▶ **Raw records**

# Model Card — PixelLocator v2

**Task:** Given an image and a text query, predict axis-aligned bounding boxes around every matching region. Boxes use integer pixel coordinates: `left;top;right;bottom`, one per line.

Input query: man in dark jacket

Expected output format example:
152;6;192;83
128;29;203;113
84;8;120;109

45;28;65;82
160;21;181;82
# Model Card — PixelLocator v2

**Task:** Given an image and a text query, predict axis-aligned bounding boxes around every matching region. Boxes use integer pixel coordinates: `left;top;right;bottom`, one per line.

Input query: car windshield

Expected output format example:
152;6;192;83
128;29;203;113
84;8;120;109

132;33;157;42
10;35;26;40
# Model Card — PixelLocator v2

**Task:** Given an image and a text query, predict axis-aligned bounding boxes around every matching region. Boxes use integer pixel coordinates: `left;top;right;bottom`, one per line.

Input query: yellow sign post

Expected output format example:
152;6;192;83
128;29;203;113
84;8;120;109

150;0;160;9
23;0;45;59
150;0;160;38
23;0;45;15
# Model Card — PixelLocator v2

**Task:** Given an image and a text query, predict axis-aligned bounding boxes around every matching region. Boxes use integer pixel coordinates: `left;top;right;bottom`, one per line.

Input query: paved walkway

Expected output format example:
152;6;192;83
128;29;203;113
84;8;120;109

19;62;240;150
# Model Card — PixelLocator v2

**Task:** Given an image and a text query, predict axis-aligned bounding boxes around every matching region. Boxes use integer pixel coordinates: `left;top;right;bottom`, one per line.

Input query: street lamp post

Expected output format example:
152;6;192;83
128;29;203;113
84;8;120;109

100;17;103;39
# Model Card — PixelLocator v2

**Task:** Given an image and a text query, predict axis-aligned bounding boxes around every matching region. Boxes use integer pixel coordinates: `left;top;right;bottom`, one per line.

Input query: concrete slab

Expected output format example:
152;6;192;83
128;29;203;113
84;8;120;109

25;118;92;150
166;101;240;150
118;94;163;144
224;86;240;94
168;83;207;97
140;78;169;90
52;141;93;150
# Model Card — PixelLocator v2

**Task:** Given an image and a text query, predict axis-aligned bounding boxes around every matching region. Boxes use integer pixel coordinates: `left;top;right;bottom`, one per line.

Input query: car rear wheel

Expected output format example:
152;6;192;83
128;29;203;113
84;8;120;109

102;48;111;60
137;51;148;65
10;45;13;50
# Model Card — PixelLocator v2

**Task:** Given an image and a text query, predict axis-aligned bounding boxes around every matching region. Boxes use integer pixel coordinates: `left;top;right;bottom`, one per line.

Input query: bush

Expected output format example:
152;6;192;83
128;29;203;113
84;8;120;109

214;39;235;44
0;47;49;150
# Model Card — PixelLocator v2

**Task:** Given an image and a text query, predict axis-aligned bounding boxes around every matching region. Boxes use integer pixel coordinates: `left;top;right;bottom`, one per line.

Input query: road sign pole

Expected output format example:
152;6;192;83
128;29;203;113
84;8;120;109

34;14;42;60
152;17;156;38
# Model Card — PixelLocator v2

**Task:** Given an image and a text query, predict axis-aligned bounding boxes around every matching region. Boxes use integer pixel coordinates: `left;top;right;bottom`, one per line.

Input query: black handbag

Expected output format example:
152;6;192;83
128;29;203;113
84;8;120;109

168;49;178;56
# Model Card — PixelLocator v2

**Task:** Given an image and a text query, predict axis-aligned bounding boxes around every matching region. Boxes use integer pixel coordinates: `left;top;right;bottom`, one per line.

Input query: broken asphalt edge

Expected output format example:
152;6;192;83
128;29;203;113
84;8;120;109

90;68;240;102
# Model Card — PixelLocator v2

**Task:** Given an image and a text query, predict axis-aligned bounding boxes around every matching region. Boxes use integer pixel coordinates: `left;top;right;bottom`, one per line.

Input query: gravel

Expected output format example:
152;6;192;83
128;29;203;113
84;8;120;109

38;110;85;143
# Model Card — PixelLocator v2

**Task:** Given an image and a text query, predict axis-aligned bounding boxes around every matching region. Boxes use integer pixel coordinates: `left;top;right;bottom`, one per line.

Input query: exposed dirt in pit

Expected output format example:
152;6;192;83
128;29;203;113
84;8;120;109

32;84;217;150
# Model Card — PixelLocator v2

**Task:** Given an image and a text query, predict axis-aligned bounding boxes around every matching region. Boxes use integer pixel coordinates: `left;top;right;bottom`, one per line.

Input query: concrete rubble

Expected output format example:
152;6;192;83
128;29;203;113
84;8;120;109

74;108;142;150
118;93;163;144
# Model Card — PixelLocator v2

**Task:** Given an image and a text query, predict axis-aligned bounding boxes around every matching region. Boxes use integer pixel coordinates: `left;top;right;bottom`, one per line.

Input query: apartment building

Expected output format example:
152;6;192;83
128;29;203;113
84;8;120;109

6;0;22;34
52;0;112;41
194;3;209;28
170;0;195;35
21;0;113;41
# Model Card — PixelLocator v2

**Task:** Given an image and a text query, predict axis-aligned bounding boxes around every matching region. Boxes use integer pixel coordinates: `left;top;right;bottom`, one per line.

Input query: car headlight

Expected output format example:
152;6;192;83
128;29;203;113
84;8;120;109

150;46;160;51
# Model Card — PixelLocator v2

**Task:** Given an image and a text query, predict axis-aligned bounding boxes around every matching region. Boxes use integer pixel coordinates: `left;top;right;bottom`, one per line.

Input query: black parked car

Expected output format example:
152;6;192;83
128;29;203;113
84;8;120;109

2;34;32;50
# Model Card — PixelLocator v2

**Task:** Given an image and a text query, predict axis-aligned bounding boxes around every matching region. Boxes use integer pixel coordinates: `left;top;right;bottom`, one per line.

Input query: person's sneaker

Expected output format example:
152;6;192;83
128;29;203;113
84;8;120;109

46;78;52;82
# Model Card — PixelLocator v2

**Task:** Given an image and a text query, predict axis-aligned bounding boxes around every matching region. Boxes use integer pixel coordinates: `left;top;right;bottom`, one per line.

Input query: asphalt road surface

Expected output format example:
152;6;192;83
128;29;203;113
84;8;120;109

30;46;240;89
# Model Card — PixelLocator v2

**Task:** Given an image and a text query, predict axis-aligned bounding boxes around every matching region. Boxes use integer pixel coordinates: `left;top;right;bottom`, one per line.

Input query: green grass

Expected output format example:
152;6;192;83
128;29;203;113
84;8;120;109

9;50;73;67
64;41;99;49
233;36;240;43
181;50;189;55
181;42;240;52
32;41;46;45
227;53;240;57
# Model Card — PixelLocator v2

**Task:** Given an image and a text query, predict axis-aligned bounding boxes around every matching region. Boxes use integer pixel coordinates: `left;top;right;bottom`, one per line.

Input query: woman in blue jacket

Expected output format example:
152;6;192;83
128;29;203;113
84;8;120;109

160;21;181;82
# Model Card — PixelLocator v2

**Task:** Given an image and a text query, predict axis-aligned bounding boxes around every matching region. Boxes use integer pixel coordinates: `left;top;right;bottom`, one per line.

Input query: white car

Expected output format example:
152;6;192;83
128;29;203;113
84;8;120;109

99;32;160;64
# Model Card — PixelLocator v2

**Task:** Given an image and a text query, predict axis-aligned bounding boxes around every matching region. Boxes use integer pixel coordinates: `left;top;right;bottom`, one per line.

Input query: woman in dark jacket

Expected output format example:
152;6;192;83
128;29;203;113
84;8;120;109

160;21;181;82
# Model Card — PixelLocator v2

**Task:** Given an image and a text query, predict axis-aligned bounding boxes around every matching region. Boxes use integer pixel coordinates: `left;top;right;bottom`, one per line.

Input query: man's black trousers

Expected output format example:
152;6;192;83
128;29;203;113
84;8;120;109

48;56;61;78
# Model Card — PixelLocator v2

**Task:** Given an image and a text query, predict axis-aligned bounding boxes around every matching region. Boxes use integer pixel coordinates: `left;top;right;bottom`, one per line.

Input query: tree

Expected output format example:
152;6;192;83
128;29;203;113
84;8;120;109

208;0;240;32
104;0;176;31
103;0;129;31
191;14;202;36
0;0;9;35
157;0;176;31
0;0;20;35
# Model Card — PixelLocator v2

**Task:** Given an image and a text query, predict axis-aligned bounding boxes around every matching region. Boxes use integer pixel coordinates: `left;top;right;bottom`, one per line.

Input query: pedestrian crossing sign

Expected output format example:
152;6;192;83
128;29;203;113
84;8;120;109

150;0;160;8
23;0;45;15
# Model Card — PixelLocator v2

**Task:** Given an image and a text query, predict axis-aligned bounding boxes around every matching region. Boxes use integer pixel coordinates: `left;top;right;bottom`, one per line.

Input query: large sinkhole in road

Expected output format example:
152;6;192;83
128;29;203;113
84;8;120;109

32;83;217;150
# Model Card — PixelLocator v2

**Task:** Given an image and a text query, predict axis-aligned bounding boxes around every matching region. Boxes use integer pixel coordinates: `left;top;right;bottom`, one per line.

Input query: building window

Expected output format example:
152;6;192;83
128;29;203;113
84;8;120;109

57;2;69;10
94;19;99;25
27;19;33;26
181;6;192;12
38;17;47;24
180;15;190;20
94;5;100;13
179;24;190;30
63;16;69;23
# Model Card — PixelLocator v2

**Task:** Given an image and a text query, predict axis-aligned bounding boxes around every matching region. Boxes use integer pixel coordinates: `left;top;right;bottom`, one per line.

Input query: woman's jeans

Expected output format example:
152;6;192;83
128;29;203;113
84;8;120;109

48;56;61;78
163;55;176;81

▶ **Challenge**
Identify every line in the items that contains the string "building", and copy each such line in full. Matching is case-sensitive.

▶ **Answer in full**
Input query: apartment building
Input query: building window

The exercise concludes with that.